- Problems and tasks:
A. Translate this sentence from the Bendu and Bombadil passage into Spanish: "Bendu laughs and treats the Holocron rather dismissively, as if it were little more than a trinket."
B. Please extend the Bendu and Bombadil passage, starting after its final sentence.

Soon after meeting him, Kanan entrusts Bendu with the Sith Holocron, in order to keep it safe from Ezra. Bendu laughs and treats the Holocron rather dismissively, as if it were little more than a trinket. In LotR, when Frodo shows Bombadil the Ring of Power – an object established as having the power to turn its wearer invisible, corrupt the purest of minds and destroy the world – the following happens:

Then Tom put the Ring round the end of his little finger and held it up to the candlelight. For a moment the hobbits noticed nothing strange about this. Then they gasped. There was no sign of Tom disappearing!

Tom laughed again, and then he spun the Ring into the air – and it vanished with a flash. Frodo gave a cry – and Tom leaned forward and handed it back to him with a smile.

- Provided data:
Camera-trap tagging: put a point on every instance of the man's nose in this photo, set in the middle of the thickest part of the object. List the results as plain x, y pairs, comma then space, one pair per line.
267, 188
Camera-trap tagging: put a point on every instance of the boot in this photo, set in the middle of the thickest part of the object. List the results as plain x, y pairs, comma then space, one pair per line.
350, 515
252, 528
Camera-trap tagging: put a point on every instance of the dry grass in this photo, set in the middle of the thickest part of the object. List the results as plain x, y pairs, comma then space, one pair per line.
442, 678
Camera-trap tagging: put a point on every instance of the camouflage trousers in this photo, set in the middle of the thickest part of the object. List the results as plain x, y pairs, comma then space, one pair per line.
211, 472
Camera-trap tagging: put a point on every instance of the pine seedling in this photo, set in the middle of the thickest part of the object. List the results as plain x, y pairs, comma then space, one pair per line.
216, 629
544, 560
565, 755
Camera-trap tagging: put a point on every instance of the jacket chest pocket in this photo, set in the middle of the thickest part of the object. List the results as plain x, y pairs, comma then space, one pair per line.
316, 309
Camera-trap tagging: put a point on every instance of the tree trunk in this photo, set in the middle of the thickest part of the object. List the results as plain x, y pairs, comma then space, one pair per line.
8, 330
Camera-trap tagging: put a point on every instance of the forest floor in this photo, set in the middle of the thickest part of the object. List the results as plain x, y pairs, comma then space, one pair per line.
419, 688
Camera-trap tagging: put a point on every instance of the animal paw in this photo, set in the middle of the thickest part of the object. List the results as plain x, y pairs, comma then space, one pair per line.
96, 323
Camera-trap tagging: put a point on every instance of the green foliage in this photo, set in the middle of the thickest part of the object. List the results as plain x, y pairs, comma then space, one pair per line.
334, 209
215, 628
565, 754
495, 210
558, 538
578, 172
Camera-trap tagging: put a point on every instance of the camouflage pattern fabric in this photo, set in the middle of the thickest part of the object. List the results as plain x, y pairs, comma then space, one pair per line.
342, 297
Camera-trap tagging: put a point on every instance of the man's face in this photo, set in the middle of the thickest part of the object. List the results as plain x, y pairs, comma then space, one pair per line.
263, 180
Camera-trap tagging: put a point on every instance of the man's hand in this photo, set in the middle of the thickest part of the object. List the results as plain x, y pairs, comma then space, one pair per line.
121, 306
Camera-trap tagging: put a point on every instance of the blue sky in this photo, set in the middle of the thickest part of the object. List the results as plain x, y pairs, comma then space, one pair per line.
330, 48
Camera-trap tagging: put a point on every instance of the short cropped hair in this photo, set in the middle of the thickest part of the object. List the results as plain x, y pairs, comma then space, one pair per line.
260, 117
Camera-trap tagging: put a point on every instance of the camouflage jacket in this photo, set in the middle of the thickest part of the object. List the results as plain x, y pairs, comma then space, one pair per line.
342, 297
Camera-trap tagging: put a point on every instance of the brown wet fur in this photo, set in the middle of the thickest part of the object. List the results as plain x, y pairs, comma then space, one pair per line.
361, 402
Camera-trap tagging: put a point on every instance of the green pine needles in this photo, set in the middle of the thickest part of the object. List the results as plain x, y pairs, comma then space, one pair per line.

- Outputs for the tasks:
A. Bendu se ríe y trata el Holocrón con bastante desdén, como si fuera poco más que una baratija.

B.
Gandalf later explains that while Tom does not necessarily have power over the Ring, it has no power over him. Tom is an ancient being above, and apart from, the battle of good against evil that is raging in Middle-earth, and Gandalf warns that it would be dangerous to entrust the Ring into his care, because he would not understand its importance and would probably lose it.

Like Bendu, Bombadil is one of a kind. When asked who exactly Tom Bombadil is, Goldberry merely replies “he is.” Bendu, similarly, is ancient, not a member of any species that we know, and visually appears almost a part of the planet Atollon itself. “I was here long before you, and will be long after,” he tells Kanan.

“You’re part of this world!”

In the world of Tolkien, Treebeard and the ents, Gwaihir and the eagles, and the shapeshifter Beorn all represent something of “the wild.” None of these characters are true heroes or villains. They are not part of any heroic alliance, and they are not at the beck and call of our protagonists. The oft-repeated criticism that Gandalf should have asked the eagles to fly him to Mount Doom to dispose of the Ring arises from a misunderstanding of exactly what the eagles are. They are the wild – they are not ours to command.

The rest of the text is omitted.